*Work to be completed:* Rewrite all of the data below, substituting "central point" for every "innermost point" and leaving everything else unchanged. Leave the pictures out of your answer.
###
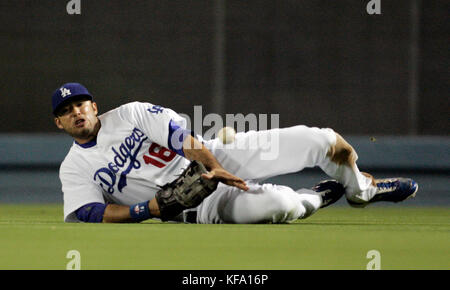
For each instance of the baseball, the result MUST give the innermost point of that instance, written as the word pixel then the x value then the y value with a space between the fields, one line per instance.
pixel 226 135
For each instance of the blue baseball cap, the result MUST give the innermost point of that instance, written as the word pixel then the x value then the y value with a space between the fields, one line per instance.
pixel 67 92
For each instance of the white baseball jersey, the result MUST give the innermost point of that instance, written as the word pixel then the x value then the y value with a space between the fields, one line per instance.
pixel 126 163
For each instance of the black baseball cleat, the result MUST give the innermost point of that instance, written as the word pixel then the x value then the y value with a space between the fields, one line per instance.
pixel 394 189
pixel 330 191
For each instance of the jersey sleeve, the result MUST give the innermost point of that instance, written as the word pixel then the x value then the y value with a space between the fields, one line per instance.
pixel 161 125
pixel 78 191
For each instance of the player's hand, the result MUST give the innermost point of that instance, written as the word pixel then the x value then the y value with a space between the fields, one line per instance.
pixel 224 176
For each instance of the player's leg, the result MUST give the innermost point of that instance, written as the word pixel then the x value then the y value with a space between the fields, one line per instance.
pixel 362 188
pixel 266 203
pixel 258 155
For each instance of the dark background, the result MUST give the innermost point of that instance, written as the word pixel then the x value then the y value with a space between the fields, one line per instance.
pixel 319 63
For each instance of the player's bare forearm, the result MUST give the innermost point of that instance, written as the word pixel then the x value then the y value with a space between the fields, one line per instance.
pixel 195 150
pixel 115 213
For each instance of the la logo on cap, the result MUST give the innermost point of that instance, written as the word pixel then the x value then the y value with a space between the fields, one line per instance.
pixel 65 92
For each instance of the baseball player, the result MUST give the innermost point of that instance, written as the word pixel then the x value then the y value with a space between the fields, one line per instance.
pixel 139 161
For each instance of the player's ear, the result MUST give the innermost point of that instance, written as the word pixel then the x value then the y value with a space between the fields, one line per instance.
pixel 58 123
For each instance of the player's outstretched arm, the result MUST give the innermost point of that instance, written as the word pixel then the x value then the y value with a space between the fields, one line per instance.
pixel 195 150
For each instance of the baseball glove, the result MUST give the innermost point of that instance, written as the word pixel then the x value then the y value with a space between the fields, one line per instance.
pixel 186 191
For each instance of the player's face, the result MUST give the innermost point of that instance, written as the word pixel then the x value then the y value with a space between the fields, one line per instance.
pixel 79 119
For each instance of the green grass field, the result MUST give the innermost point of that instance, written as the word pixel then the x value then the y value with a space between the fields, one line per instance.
pixel 34 237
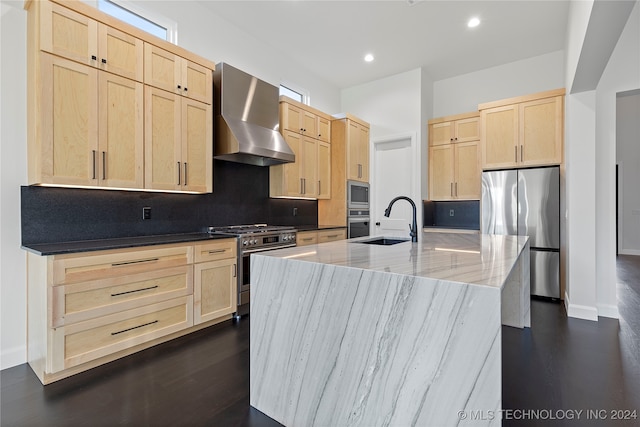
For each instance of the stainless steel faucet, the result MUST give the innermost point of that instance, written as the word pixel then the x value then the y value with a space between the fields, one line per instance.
pixel 412 227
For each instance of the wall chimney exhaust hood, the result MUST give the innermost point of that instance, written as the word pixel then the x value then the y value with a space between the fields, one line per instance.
pixel 246 119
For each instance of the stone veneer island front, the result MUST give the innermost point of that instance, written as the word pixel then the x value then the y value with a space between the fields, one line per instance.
pixel 353 334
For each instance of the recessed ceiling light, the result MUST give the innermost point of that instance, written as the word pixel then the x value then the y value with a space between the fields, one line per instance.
pixel 473 22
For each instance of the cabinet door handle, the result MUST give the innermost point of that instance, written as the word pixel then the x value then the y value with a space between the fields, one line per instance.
pixel 138 261
pixel 216 251
pixel 134 291
pixel 135 327
pixel 93 154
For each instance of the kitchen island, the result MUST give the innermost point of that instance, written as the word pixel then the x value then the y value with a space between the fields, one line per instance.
pixel 349 333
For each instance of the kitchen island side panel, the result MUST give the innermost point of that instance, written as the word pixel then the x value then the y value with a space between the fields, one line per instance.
pixel 334 345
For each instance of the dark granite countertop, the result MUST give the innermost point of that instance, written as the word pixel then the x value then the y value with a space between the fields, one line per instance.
pixel 119 243
pixel 318 227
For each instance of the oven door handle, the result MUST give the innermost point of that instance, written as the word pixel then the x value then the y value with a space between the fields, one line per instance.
pixel 272 248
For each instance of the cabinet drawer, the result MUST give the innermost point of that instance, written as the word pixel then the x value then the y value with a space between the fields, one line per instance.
pixel 331 235
pixel 307 238
pixel 220 249
pixel 87 300
pixel 103 264
pixel 85 341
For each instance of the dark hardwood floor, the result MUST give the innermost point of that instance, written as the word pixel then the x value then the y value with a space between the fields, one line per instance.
pixel 560 365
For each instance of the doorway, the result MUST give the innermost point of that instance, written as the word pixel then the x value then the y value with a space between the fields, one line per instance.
pixel 395 164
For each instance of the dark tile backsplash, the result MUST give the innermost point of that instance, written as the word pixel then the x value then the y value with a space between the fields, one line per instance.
pixel 240 196
pixel 466 214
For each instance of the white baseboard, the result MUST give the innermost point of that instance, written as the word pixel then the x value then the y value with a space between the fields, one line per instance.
pixel 13 357
pixel 580 311
pixel 608 310
pixel 629 252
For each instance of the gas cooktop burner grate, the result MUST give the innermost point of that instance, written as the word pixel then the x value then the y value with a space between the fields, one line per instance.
pixel 249 228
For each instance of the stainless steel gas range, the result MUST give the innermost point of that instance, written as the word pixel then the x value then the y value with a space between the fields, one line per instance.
pixel 251 239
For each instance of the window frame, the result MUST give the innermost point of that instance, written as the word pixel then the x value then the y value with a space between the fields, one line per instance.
pixel 149 15
pixel 304 94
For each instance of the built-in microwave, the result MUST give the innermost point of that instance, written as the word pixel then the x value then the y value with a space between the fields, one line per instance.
pixel 357 195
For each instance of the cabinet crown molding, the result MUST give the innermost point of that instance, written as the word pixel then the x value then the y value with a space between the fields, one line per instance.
pixel 524 98
pixel 305 107
pixel 349 116
pixel 454 117
pixel 93 13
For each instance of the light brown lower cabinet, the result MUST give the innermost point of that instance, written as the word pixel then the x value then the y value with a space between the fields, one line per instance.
pixel 87 309
pixel 305 238
pixel 214 293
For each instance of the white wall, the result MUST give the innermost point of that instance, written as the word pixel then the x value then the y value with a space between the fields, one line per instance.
pixel 13 161
pixel 393 106
pixel 462 94
pixel 580 152
pixel 628 159
pixel 622 73
pixel 591 218
pixel 200 32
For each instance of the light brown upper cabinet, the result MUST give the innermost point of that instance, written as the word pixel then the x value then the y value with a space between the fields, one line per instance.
pixel 170 72
pixel 454 158
pixel 300 178
pixel 69 34
pixel 307 132
pixel 178 142
pixel 463 129
pixel 86 104
pixel 91 127
pixel 524 131
pixel 304 120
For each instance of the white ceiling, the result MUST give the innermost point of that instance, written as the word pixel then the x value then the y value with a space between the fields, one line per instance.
pixel 331 38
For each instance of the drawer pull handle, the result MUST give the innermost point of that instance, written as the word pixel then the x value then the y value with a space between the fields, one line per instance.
pixel 135 327
pixel 138 261
pixel 137 290
pixel 217 251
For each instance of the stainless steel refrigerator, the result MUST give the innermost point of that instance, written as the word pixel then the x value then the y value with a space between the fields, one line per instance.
pixel 526 202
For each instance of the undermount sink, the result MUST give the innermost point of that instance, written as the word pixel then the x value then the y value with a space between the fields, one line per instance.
pixel 383 241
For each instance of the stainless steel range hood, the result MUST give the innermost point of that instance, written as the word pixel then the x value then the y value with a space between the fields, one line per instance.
pixel 246 117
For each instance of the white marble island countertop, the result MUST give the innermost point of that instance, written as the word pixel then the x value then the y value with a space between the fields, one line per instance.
pixel 480 259
pixel 352 334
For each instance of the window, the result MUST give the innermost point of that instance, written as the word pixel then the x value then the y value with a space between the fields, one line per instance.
pixel 147 21
pixel 293 94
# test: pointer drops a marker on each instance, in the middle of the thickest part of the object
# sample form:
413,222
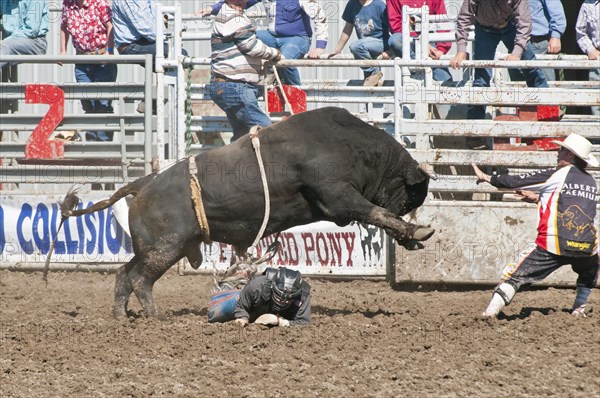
###
*Answer to the exercise:*
For each instance of the baseball, the result MUST give the central point of that instance, written as the word pixel then the x value then the y value with a space between the fields, one line per instance.
pixel 226 135
For each instance of the blue baseball cap, the result MUST give the central point of that instance, written as the word pixel then the x value then the y value with a space between the fields, one line per instance.
pixel 67 92
For each instance of the white baseball jersey, the result MUST give the central point of that instance, written as the word pixel then the x value then the y value with a space between the fields, one line per instance.
pixel 126 163
For each instance of the black baseball cleat, the result MUST give the central point of that instance, written as the word pixel then the x value then the y value with a space between the fields, one line per instance.
pixel 394 189
pixel 330 191
For each instance of the jersey sleeve, the result MUST give the central point of that instance, written as the word pixel then the x value then the y value with a space between the fields, one line per instance.
pixel 161 125
pixel 78 191
For each instance of the player's hand, the result MUST give the central point of that instance, written as the word pixel then the x value then the y value with a space between the fields, one line per instance.
pixel 224 176
For each instance of the player's leg, the result MUST give the central point of that instance, written as the word pixel then the x value then the y value with a space between the fields, one line per instance.
pixel 362 188
pixel 266 203
pixel 258 155
For each instance of the dark background, the result MUST give the central point of that instance, written as the word pixel then the x value then the y value with a space between the fields, one line per instance.
pixel 319 63
For each instance of the player's bare forearm, the result MUST give the central point of that instance, written as the word pixel then the x value then the y value with a space between the fields, one line per instance.
pixel 195 150
pixel 115 213
For each instance of the la logo on cap, the result MUST give the central point of that instance, written as the word pixel then the x value then the y value with a space between the fields, one line per instance.
pixel 65 92
For each instance of the baseball player, the result MUST give the central point of that instance, written as the word pixel then the x value then the y value with a space between the fields, one line per instance.
pixel 139 161
For each instance of the player's ear, the result MUST give the central point of that instance, written as the word pixel then the x value then the y value with a space between the fields, one line per instance.
pixel 58 123
For each instance of the player's outstretched arm, the result MUST give the central point of that instance, written as the word pixel then the x value then the y value with a space between the fields, one line per instance.
pixel 195 150
For each instance of the baseball glove, the result MUST give the central point of that instance, written as the word pixel then the x value then the y value with a space between the fields, one line per instance.
pixel 186 191
For each instance of the player's face, the result MUST give the central point of that instance, written as the word pixel then the x value then the y value with a space between the fields, one line per instance.
pixel 79 119
For each instance of the green grass field, the result MUST give the central point of that instance, written as the word pixel then the x value then the y value with a space between the fields, one line per instance.
pixel 34 237
For each instance of the stainless steel faucet, the result MUST give the central point of that instance, written as the word pixel then the x value then the y value with a space between the fields, one line per instance.
pixel 412 227
For each instance of the wall chimney exhaust hood, the result MUST give the central point of that instance, written as the word pixel then the x value then the y value with a space between the fields, one line per instance.
pixel 246 119
For each instance of the stone veneer island front, the result MUST give the central point of that instance, written as the word pixel then the x value then the y value with a space between the fields, one line per instance.
pixel 353 334
For each instance of the recessed ceiling light, the result MUST give the central point of that instance, written as the word pixel then the x value then the y value with a space between the fields, one line per instance.
pixel 473 22
For each instance of the cabinet door handle, the result MUST give the central point of that instance, written as the word pixel then the x value then the y value with a space between the fields, one line per instance.
pixel 138 261
pixel 216 251
pixel 134 291
pixel 135 327
pixel 93 154
For each instance of the kitchen island, the result MUST give the central point of that instance, written as the word pixel then the x value then the y value with a space between the fields, one line per instance.
pixel 349 333
For each instance of the kitchen island side panel, the result MUST give the central point of that instance, written as the word pixel then the x value then the y value with a space between the fields, one line per instance.
pixel 334 345
For each instance of the dark granite countertop, the result MUST give the central point of that instance, written as the word pixel then the x value then the y value with a space between the fields, one line per instance.
pixel 119 243
pixel 318 227
For each instance of the oven door handle, the result MUST give the central point of that instance, written as the word pixel then the x value then the y value with a space between the fields, one line per instance.
pixel 272 248
For each instance of the cabinet drawer, the result MUST give the central point of that instance, written as the word pixel then the x value then the y value with a space between the fields, one line per instance.
pixel 331 235
pixel 307 238
pixel 220 249
pixel 87 300
pixel 103 264
pixel 85 341
For each instance of the dark hardwood floor, the result MUST give the central point of that instance, written as the word pixel then the x value then the y value with a space between the fields, one line per instance.
pixel 560 365
For each instance of the doorway, the result MUST give the central point of that instance, written as the word pixel then the x value then the y value with a space between the fields, one line per instance.
pixel 395 164
For each instance of the dark tile backsplash, the result MUST give the central point of that instance, written as the word pixel then the x value then the y value with a space between the fields, one line per instance.
pixel 240 196
pixel 466 214
For each instance of the white baseboard, the result MUST give the central point of that instance, written as the word pixel then the x value then the y value with a space between the fields, one line per instance.
pixel 13 357
pixel 580 311
pixel 608 310
pixel 629 252
For each instance of the gas cooktop burner grate, the result MUST give the central point of that instance, written as the word pixel then the x value then the y value with a space between the fields, one line per instance.
pixel 249 228
For each instance of the stainless steel gas range, the result MUST give the central point of that instance, written as the word pixel then the x value then the y value with a space between the fields, one line per instance.
pixel 251 239
For each instance of the window frame, the result MUST give the central point of that instance, written as the word pixel then the x value then the y value with a space between the fields, one line per instance.
pixel 149 15
pixel 304 94
For each instance of the built-in microwave, the result MUST give the central point of that instance, written as the word pixel then the x value then the y value with a space between the fields, one line per instance.
pixel 357 195
For each instance of the cabinet crown molding, the result MUST give the central point of that instance, written as the word pixel then the x value then the y value with a space between the fields, one line per instance.
pixel 524 98
pixel 305 107
pixel 349 116
pixel 454 117
pixel 93 13
For each instance of the light brown lower cabinet, the result MUST give the central point of that instance, written as the word pixel then the x value then the y value with a space between the fields, one line per instance.
pixel 87 309
pixel 305 238
pixel 214 293
For each instance of the white wall, the result MUST give the central point of that instance, written as the word pixel then the x value then the y value with a space between the fields, one line per instance.
pixel 13 161
pixel 393 106
pixel 462 94
pixel 580 152
pixel 628 159
pixel 622 73
pixel 591 218
pixel 200 32
For each instance of the light brown upper cabinet, the result MUST give the central point of that instance, written as the word pixel then the x value then the y value with a space between the fields, one line per instance.
pixel 170 72
pixel 454 158
pixel 300 178
pixel 69 34
pixel 307 132
pixel 178 142
pixel 463 129
pixel 86 104
pixel 91 127
pixel 524 131
pixel 304 120
For each instance of the white ceiling, the result MUST give the central point of that instance, written as the word pixel then the x value then the y value with a space between the fields, one line per instance.
pixel 331 38
For each instance of the drawer pull handle, the result MUST give the central point of that instance, written as the word pixel then the x value then the y value with a space between the fields, one line per instance.
pixel 135 327
pixel 138 261
pixel 137 290
pixel 217 251
For each instance of the stainless steel refrigerator, the result MUST give the central point of that instance, written as the word pixel then the x value then the y value with a space between the fields, one line per instance.
pixel 526 202
For each instance of the undermount sink, the result MUST give the central point of that instance, written as the word pixel then the x value then the y value with a space between the fields, one line per instance.
pixel 383 241
For each instance of the stainless steel range hood, the result MUST give the central point of that instance, written as the word pixel then the x value then the y value with a space between the fields, one line per instance.
pixel 246 117
For each instance of the white marble island countertop, the result MUST give the central point of that instance, written as the word pixel then the x value then the y value with a space between the fields, one line per instance.
pixel 480 259
pixel 352 334
For each instance of the window, the result MUST give the central point of that instance, written as the word pixel then the x value then the y value with a space between the fields, one line per instance.
pixel 147 21
pixel 293 94
# test: pointer drops a marker on each instance, in the middle of the thickest part of the object
# sample form:
413,222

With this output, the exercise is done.